= Goal of the exercise =
Take the line with "Example input — parked car" and the rest of the lines after it, to the end of the entries, and restate them exactly.

Text-to-region grounding data:
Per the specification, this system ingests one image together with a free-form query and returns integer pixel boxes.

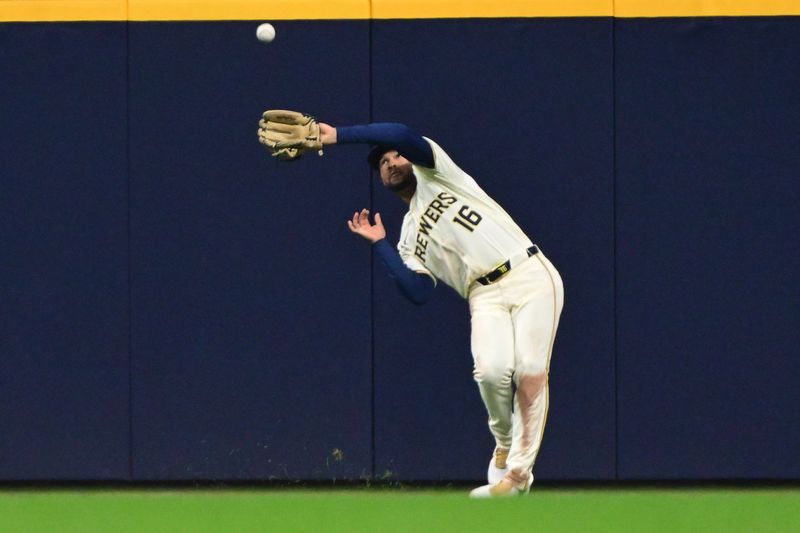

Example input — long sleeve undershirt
[336,123,435,168]
[373,236,435,305]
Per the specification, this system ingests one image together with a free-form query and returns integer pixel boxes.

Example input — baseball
[256,23,275,43]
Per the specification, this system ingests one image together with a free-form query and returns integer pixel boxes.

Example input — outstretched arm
[320,122,434,168]
[347,209,435,305]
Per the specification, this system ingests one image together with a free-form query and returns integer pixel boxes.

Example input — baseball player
[258,112,564,497]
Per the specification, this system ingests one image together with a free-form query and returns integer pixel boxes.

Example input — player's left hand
[347,209,386,243]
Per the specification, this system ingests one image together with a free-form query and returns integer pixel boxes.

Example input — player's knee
[473,361,513,388]
[515,370,548,402]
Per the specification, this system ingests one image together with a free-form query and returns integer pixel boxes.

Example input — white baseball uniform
[397,138,564,487]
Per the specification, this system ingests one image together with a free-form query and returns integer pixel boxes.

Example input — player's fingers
[374,212,383,227]
[359,209,369,225]
[352,211,360,227]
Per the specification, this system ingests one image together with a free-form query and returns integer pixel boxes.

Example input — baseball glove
[258,109,323,161]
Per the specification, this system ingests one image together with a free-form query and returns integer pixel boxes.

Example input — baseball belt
[475,245,540,286]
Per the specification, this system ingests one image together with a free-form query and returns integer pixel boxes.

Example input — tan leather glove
[257,109,323,161]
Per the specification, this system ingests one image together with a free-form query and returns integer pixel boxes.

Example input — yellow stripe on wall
[0,0,371,21]
[616,0,800,18]
[0,1,127,21]
[0,0,798,22]
[129,0,369,21]
[371,0,612,19]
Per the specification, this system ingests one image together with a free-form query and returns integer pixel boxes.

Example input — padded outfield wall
[1,0,798,481]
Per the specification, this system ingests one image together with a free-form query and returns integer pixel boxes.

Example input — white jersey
[397,138,533,298]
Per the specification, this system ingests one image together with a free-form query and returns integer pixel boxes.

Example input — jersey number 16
[454,205,483,232]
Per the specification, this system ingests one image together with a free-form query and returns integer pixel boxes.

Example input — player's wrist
[320,123,337,145]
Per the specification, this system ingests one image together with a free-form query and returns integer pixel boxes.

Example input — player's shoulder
[422,136,443,158]
[421,137,459,171]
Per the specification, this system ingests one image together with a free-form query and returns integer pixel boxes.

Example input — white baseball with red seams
[396,138,564,494]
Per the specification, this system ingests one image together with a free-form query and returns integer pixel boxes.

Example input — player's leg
[504,254,564,489]
[469,284,515,458]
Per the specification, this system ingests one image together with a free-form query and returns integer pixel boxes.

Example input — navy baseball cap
[367,145,394,170]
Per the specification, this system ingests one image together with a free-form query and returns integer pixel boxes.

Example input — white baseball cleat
[469,472,533,498]
[487,447,509,484]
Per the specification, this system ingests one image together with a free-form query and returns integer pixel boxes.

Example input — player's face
[378,151,415,192]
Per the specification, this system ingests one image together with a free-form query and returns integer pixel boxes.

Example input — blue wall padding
[370,18,616,481]
[615,17,800,479]
[0,23,130,479]
[1,16,799,481]
[127,21,373,479]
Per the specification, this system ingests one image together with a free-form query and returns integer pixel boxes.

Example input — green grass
[1,487,798,532]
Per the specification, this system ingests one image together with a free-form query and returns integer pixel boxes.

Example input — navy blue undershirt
[336,123,435,168]
[338,123,436,304]
[373,238,435,305]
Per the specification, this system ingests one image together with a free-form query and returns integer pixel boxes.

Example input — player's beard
[387,175,415,193]
[385,168,416,193]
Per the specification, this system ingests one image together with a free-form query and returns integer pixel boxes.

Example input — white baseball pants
[468,251,564,488]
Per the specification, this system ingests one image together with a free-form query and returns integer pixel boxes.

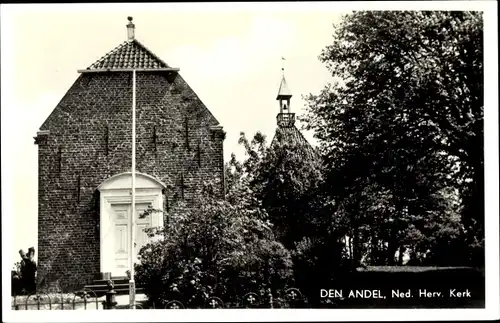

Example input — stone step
[92,276,128,283]
[87,287,144,294]
[83,286,144,297]
[91,279,130,286]
[84,283,144,289]
[85,283,131,289]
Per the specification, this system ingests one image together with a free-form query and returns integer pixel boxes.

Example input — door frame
[97,172,165,275]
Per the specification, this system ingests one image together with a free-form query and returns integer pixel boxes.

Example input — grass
[357,265,483,273]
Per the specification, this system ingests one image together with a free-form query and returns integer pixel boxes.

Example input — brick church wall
[35,71,225,290]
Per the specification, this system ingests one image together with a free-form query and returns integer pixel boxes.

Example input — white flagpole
[129,69,137,309]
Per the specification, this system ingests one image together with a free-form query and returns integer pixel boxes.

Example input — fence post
[103,280,117,310]
[13,296,19,310]
[267,288,273,309]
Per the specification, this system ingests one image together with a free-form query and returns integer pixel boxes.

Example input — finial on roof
[277,56,292,99]
[127,16,135,41]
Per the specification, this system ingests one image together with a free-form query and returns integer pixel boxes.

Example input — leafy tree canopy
[303,11,483,266]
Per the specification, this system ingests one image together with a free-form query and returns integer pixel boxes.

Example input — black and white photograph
[1,1,498,322]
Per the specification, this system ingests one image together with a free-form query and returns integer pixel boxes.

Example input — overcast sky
[1,1,497,270]
[1,3,344,263]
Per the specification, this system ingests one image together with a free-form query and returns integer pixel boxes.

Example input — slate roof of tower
[271,125,319,160]
[276,76,292,99]
[84,39,170,70]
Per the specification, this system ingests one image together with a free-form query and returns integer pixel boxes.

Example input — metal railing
[158,288,304,309]
[12,285,304,310]
[12,289,100,310]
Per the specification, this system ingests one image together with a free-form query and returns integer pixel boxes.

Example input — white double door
[111,203,151,276]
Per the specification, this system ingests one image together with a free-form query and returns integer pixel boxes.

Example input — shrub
[12,263,22,296]
[134,188,293,308]
[12,248,38,296]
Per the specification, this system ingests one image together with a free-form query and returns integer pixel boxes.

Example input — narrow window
[57,146,62,174]
[184,118,190,151]
[77,174,81,205]
[153,125,157,151]
[105,125,109,155]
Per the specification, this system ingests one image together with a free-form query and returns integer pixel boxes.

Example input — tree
[258,143,326,248]
[228,132,333,249]
[134,182,293,308]
[303,11,483,266]
[229,132,351,305]
[224,132,268,210]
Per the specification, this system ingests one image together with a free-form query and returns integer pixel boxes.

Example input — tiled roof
[271,125,318,160]
[84,39,170,70]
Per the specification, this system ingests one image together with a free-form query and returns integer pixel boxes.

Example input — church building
[34,17,225,290]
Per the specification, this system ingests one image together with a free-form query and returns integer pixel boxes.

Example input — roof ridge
[132,39,169,68]
[88,41,129,70]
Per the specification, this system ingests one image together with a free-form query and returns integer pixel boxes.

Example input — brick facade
[35,71,225,290]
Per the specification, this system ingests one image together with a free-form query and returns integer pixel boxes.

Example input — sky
[1,3,343,264]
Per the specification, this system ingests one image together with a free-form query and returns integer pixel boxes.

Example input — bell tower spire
[276,57,294,128]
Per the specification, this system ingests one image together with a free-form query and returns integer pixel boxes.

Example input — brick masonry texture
[35,71,225,291]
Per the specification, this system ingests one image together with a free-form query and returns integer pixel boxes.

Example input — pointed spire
[277,57,292,100]
[276,75,292,100]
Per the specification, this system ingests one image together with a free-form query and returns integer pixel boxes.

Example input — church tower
[270,61,317,159]
[276,74,294,128]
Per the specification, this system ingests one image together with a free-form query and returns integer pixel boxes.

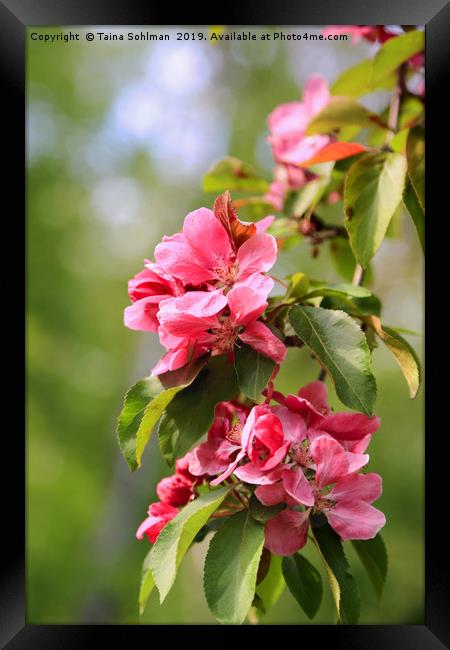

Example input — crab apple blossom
[189,401,249,478]
[136,501,178,544]
[267,74,333,168]
[124,192,285,377]
[154,204,277,288]
[124,262,184,332]
[152,275,286,376]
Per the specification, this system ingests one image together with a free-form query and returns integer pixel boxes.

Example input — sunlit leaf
[150,487,231,602]
[312,519,361,624]
[289,305,377,414]
[365,315,421,398]
[344,152,407,268]
[204,509,265,624]
[203,157,269,193]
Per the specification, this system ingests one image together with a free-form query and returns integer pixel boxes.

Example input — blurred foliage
[27,26,423,624]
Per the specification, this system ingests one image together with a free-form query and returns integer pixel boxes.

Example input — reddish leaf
[213,191,257,251]
[298,142,366,168]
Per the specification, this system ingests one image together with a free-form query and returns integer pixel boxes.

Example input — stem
[269,274,289,289]
[385,63,406,145]
[232,488,248,508]
[352,264,364,287]
[247,609,259,625]
[317,367,326,382]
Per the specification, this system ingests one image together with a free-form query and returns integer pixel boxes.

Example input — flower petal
[272,405,307,444]
[267,102,310,140]
[330,472,382,504]
[282,467,315,506]
[264,509,310,556]
[298,380,329,415]
[255,215,275,233]
[255,482,286,506]
[183,207,233,273]
[310,435,368,487]
[239,320,287,363]
[124,297,160,332]
[302,74,331,116]
[155,235,212,285]
[237,233,278,279]
[320,412,381,441]
[227,275,273,325]
[327,500,386,540]
[234,464,283,485]
[171,289,227,318]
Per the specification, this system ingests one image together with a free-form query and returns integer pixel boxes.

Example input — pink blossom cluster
[136,381,386,555]
[264,75,364,212]
[124,192,286,375]
[264,75,331,210]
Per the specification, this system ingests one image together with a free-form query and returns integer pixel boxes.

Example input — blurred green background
[26,26,424,624]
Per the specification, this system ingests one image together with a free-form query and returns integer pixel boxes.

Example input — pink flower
[156,473,194,507]
[283,380,380,451]
[260,435,385,555]
[136,501,178,544]
[189,402,249,477]
[264,164,309,211]
[267,75,331,167]
[325,472,386,540]
[153,275,286,375]
[264,509,310,556]
[175,451,202,483]
[124,262,183,332]
[155,207,277,288]
[213,404,290,486]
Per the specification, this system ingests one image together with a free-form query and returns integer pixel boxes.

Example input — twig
[352,264,365,287]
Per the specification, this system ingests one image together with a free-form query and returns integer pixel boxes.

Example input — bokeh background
[26,26,424,624]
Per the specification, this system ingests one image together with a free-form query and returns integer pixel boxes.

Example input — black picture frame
[4,0,449,645]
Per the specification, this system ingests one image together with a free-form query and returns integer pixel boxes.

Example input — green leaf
[150,486,231,603]
[403,178,424,251]
[158,355,239,466]
[329,238,374,286]
[352,533,388,600]
[303,283,371,300]
[398,96,424,130]
[234,198,274,221]
[249,493,285,523]
[289,305,377,414]
[372,30,424,86]
[286,272,310,301]
[204,509,265,624]
[406,125,425,211]
[344,152,407,268]
[307,97,382,136]
[203,156,269,193]
[365,315,421,398]
[320,294,381,318]
[134,355,208,466]
[116,356,208,470]
[282,553,323,619]
[234,344,275,401]
[256,554,285,613]
[331,57,397,98]
[139,548,155,615]
[312,520,361,624]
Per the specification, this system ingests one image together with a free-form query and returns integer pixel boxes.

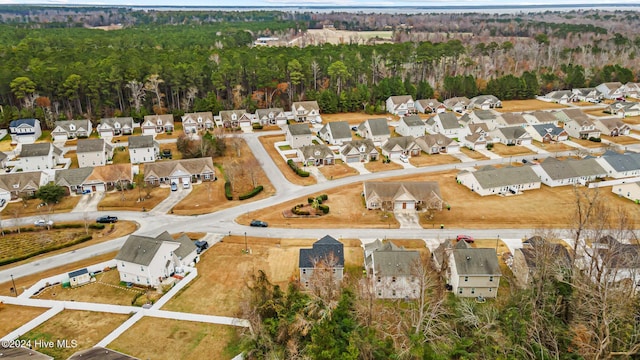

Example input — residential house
[82,163,132,192]
[115,231,197,287]
[51,119,93,141]
[553,108,591,125]
[0,171,46,201]
[395,115,426,137]
[128,135,160,164]
[298,144,334,166]
[142,114,174,135]
[512,236,571,287]
[356,118,391,143]
[468,95,502,110]
[9,118,42,144]
[525,124,569,143]
[18,143,63,171]
[459,109,501,129]
[68,268,91,287]
[499,112,528,127]
[443,96,470,113]
[68,347,139,360]
[77,139,113,168]
[181,112,214,134]
[463,123,489,150]
[255,108,287,126]
[0,347,53,360]
[487,126,532,146]
[0,152,7,170]
[381,136,421,159]
[612,182,640,203]
[292,101,322,123]
[522,110,559,125]
[415,98,446,114]
[340,139,378,163]
[448,240,501,298]
[286,123,314,149]
[542,90,576,103]
[593,118,631,136]
[364,240,421,299]
[532,157,606,187]
[218,110,253,128]
[426,112,466,139]
[386,95,415,116]
[624,82,640,98]
[363,181,443,211]
[98,117,134,138]
[144,158,216,185]
[55,167,93,195]
[589,236,640,285]
[563,118,601,140]
[572,87,602,103]
[456,165,541,196]
[597,151,640,179]
[605,101,640,118]
[299,235,344,288]
[318,121,352,145]
[596,82,625,100]
[415,134,460,154]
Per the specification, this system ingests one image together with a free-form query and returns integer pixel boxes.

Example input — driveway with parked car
[149,183,193,215]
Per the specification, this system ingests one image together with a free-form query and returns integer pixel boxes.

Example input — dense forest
[0,6,638,129]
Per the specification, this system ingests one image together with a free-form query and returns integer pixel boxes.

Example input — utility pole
[244,232,248,253]
[10,274,17,297]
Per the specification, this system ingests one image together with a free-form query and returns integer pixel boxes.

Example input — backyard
[496,99,567,112]
[259,134,317,186]
[0,304,47,337]
[2,195,81,217]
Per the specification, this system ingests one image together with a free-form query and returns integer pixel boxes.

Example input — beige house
[82,163,132,193]
[448,240,501,298]
[415,134,460,154]
[340,139,379,163]
[299,235,344,288]
[182,112,214,134]
[298,144,334,166]
[292,101,322,123]
[381,136,421,159]
[68,268,91,288]
[18,143,63,171]
[128,135,159,164]
[364,239,421,299]
[142,114,174,135]
[0,171,46,201]
[364,181,443,212]
[144,158,216,186]
[256,108,287,126]
[612,182,640,203]
[77,139,113,168]
[286,123,314,149]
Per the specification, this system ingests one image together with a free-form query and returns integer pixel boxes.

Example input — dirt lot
[533,141,575,152]
[602,135,640,145]
[98,187,170,212]
[0,304,47,337]
[109,317,240,360]
[21,310,129,360]
[319,160,359,180]
[496,100,567,113]
[163,236,364,317]
[459,147,489,160]
[489,143,536,156]
[259,135,316,186]
[409,154,460,167]
[2,196,81,217]
[364,159,403,172]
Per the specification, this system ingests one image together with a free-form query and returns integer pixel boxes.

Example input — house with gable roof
[356,118,390,143]
[364,239,421,299]
[456,165,541,196]
[487,126,532,146]
[77,138,113,168]
[298,144,334,166]
[299,235,344,288]
[525,124,568,143]
[588,236,640,285]
[255,108,287,126]
[605,101,640,118]
[468,95,501,110]
[142,114,174,135]
[98,117,134,138]
[181,112,214,134]
[415,134,460,154]
[532,157,606,187]
[286,123,314,149]
[0,171,46,201]
[572,88,602,103]
[144,158,216,186]
[541,90,577,103]
[463,123,489,150]
[9,118,42,144]
[522,110,559,125]
[395,114,426,137]
[459,109,502,129]
[596,82,625,100]
[363,181,443,212]
[128,135,160,164]
[82,163,132,192]
[218,110,254,128]
[381,136,421,159]
[318,121,352,145]
[512,236,571,287]
[612,182,640,203]
[448,240,501,298]
[426,112,466,139]
[51,119,93,141]
[443,96,470,113]
[624,82,640,99]
[55,167,93,195]
[593,118,631,136]
[597,151,640,179]
[17,143,64,171]
[115,231,197,287]
[415,98,446,114]
[339,139,378,163]
[291,101,322,123]
[563,118,600,140]
[386,95,415,116]
[499,112,528,127]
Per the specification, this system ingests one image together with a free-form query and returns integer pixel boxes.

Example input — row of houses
[386,94,502,116]
[542,82,640,104]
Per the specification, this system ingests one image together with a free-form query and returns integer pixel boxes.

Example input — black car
[96,215,118,223]
[250,220,268,227]
[195,240,209,254]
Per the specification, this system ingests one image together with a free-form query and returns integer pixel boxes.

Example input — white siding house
[395,115,425,137]
[364,240,421,299]
[128,135,160,164]
[9,118,42,144]
[456,165,541,196]
[18,143,63,171]
[77,139,113,168]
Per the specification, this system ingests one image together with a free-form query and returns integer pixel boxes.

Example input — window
[392,276,396,283]
[302,269,306,274]
[304,281,309,287]
[377,276,381,283]
[471,288,475,294]
[392,290,396,297]
[140,266,144,271]
[412,289,417,295]
[489,288,493,292]
[458,288,463,294]
[377,291,382,297]
[121,262,125,267]
[464,276,469,282]
[332,269,336,274]
[489,276,494,282]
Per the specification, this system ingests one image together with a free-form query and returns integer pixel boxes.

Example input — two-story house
[18,143,63,171]
[463,123,489,150]
[563,118,601,140]
[512,236,571,287]
[415,99,446,114]
[596,82,625,100]
[395,115,426,137]
[386,95,415,116]
[381,136,421,159]
[51,119,93,141]
[142,114,174,135]
[291,101,322,123]
[9,119,42,144]
[299,235,344,288]
[128,135,160,164]
[525,124,569,143]
[181,112,214,134]
[98,117,134,138]
[340,139,378,163]
[286,124,314,149]
[356,118,391,143]
[76,139,113,168]
[255,108,288,126]
[426,112,466,139]
[318,121,352,145]
[448,240,501,298]
[572,88,602,103]
[593,118,631,137]
[364,239,421,299]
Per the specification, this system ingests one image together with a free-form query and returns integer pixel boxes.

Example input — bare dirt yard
[496,99,567,113]
[489,143,536,157]
[533,141,575,153]
[623,115,640,125]
[2,196,81,217]
[602,135,640,146]
[459,147,489,160]
[163,236,364,318]
[259,135,316,186]
[319,160,359,180]
[409,154,460,167]
[108,317,240,360]
[98,187,170,212]
[0,304,47,337]
[569,138,608,149]
[364,159,404,172]
[20,310,129,360]
[322,112,391,125]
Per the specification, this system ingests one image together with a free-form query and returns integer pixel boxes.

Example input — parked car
[96,215,118,223]
[456,234,474,243]
[34,219,54,227]
[0,199,5,207]
[399,154,409,163]
[170,182,178,191]
[351,126,358,131]
[195,240,209,254]
[81,189,91,194]
[250,219,268,227]
[161,149,172,159]
[182,178,190,189]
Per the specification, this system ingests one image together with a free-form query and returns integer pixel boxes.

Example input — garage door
[53,134,68,142]
[83,184,105,193]
[388,152,401,159]
[345,156,359,163]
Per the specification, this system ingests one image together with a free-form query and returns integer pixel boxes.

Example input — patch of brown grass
[364,159,404,172]
[409,154,460,167]
[623,116,640,125]
[172,182,234,215]
[570,138,607,148]
[2,196,81,217]
[111,147,130,164]
[98,187,170,212]
[489,143,536,156]
[258,135,316,186]
[0,304,47,337]
[322,112,383,125]
[601,135,640,145]
[318,160,359,180]
[159,142,183,160]
[532,141,574,152]
[65,150,79,168]
[496,100,567,113]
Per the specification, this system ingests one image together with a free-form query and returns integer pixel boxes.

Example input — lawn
[258,135,317,186]
[108,317,241,360]
[0,136,15,152]
[65,150,79,168]
[321,112,388,126]
[601,135,640,146]
[623,115,640,125]
[159,142,183,160]
[318,160,359,180]
[20,310,129,360]
[172,181,233,215]
[364,159,404,172]
[533,141,575,152]
[111,146,130,164]
[155,122,183,140]
[2,196,81,218]
[162,236,364,317]
[496,100,567,113]
[0,304,47,337]
[489,143,536,156]
[409,154,460,167]
[569,138,607,149]
[219,138,276,197]
[98,187,170,212]
[459,147,489,160]
[34,269,147,306]
[0,221,137,271]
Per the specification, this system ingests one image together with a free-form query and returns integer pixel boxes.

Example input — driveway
[475,148,502,159]
[450,151,475,163]
[71,192,105,213]
[346,162,371,174]
[149,185,192,214]
[522,143,549,154]
[394,210,422,229]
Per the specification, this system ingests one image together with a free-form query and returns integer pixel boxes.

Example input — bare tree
[144,74,165,113]
[245,156,262,188]
[126,80,146,112]
[229,135,243,157]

= Exercise answer =
Example input — parked car
[96,215,118,223]
[456,234,474,243]
[34,219,54,227]
[0,199,5,207]
[399,154,409,163]
[170,182,178,191]
[351,126,358,131]
[195,240,209,254]
[81,189,91,194]
[250,219,268,227]
[161,149,172,159]
[182,178,190,189]
Per the specification, this system ingests one image together with a free-form query and returns integer pixel boxes.

Example input — garage door
[53,134,68,142]
[83,184,105,193]
[388,152,401,159]
[345,156,359,163]
Per the specification, this system ingests one image together with a free-form query and returns integer pixel boxes.

Example input — patch of brown grass
[364,159,404,172]
[409,154,460,167]
[623,116,640,125]
[172,182,234,215]
[570,138,607,148]
[2,196,81,217]
[111,147,130,164]
[98,187,170,212]
[489,143,536,156]
[258,135,316,186]
[0,304,47,337]
[322,112,383,125]
[601,135,640,145]
[318,160,359,180]
[159,142,183,160]
[532,141,574,152]
[65,150,79,168]
[496,100,567,113]
Per the specification, this system ingests one image together with a free-form query and returns integer pixel boxes.

Example input — lawn
[258,135,317,186]
[108,317,241,360]
[0,136,15,152]
[65,150,79,168]
[321,112,388,126]
[601,135,640,146]
[623,115,640,125]
[159,142,183,160]
[318,160,359,180]
[20,310,129,360]
[172,181,233,215]
[364,159,404,172]
[533,141,575,152]
[111,146,130,164]
[155,122,183,140]
[2,196,81,218]
[162,236,364,317]
[496,100,567,113]
[0,304,47,337]
[489,143,536,156]
[409,154,460,167]
[569,138,607,149]
[219,138,276,197]
[98,187,170,212]
[459,147,489,160]
[34,269,147,306]
[0,221,137,271]
Per the specification, this system ingests one image together with a free-form query and returns integer pixel boxes.

Example input — driveway
[475,148,502,159]
[450,151,475,163]
[71,192,105,213]
[346,162,371,174]
[149,185,192,214]
[522,143,549,154]
[394,210,422,229]
Per the specification, this system ingests one image together with a free-form query and returns integer pixel boxes.

Example input — bare tree
[144,74,165,113]
[245,156,262,188]
[126,80,146,112]
[229,135,243,157]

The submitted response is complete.